• _Task brief_
Pick out and copy each line in the data below that contains the string "seedling". The match is case-sensitive.

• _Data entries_
--------------------------------

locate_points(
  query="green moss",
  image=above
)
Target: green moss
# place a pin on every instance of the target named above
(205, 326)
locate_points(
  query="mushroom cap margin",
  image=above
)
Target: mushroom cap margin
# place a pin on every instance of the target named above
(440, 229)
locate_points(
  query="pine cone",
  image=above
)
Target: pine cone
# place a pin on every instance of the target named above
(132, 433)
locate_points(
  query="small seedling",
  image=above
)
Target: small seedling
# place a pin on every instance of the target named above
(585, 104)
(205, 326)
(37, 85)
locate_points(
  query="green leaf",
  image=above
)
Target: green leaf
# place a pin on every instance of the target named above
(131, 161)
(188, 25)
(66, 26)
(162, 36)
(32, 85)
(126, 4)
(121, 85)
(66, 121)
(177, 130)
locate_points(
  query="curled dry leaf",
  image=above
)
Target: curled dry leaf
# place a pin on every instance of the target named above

--------------------------------

• _Reply to the exercise_
  query="small seedling",
Target: small seedling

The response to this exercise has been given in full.